Problem to work on: Copy out the data from the line with "of the rolled-up" up to and including the line with "257), (253, 244)]", shifting each outline by adding 25 to every x and y coordinate.

Records provided:
================
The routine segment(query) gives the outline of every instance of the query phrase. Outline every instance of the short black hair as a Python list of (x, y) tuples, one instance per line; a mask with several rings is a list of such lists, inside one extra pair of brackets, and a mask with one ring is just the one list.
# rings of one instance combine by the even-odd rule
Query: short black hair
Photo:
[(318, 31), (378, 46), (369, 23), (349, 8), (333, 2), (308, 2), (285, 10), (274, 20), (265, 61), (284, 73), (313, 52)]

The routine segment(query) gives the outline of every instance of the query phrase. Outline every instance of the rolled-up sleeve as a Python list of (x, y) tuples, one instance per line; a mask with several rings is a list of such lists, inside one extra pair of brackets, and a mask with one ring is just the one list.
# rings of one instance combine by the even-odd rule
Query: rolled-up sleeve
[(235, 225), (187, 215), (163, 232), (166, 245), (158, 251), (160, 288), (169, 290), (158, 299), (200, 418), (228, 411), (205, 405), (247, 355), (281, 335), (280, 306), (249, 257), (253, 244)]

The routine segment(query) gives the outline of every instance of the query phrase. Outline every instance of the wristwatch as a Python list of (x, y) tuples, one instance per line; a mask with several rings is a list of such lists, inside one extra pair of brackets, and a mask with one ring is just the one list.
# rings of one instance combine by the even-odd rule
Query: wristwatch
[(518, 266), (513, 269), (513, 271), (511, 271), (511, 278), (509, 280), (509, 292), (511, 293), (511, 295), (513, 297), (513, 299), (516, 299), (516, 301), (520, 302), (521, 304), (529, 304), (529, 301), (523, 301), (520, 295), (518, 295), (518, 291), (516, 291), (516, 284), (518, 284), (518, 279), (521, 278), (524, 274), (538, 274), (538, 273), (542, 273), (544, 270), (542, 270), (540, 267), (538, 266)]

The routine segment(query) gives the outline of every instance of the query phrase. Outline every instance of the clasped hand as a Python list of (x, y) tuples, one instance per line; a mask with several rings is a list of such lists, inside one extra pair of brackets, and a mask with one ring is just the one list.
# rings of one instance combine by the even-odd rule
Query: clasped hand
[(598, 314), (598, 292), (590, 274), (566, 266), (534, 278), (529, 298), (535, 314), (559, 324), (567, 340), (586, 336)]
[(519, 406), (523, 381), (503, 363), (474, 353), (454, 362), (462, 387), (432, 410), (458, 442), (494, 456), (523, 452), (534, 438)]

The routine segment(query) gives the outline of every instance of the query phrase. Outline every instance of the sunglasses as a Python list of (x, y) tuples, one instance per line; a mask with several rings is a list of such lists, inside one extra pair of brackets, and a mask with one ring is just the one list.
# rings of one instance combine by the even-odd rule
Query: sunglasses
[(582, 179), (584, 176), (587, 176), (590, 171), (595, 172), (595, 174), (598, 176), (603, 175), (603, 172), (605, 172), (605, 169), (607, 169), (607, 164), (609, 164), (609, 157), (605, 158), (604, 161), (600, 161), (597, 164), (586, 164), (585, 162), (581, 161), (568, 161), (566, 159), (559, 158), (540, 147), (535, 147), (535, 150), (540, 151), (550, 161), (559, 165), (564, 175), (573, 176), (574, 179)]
================
Solution to this problem:
The routine segment(query) gives the outline of every instance of the query phrase. Outline every instance of the rolled-up sleeve as a Python list of (x, y) tuples, one instance per line; a mask with several rings is a list of such lists, inside one extra pair of brackets, and a mask with one ring is just the one list.
# rings of one instance combine by the even-odd rule
Query: rolled-up sleeve
[(260, 250), (212, 240), (188, 257), (191, 270), (183, 276), (185, 313), (194, 315), (183, 324), (225, 443), (253, 436), (230, 430), (272, 380), (306, 360), (305, 331), (274, 282), (278, 269)]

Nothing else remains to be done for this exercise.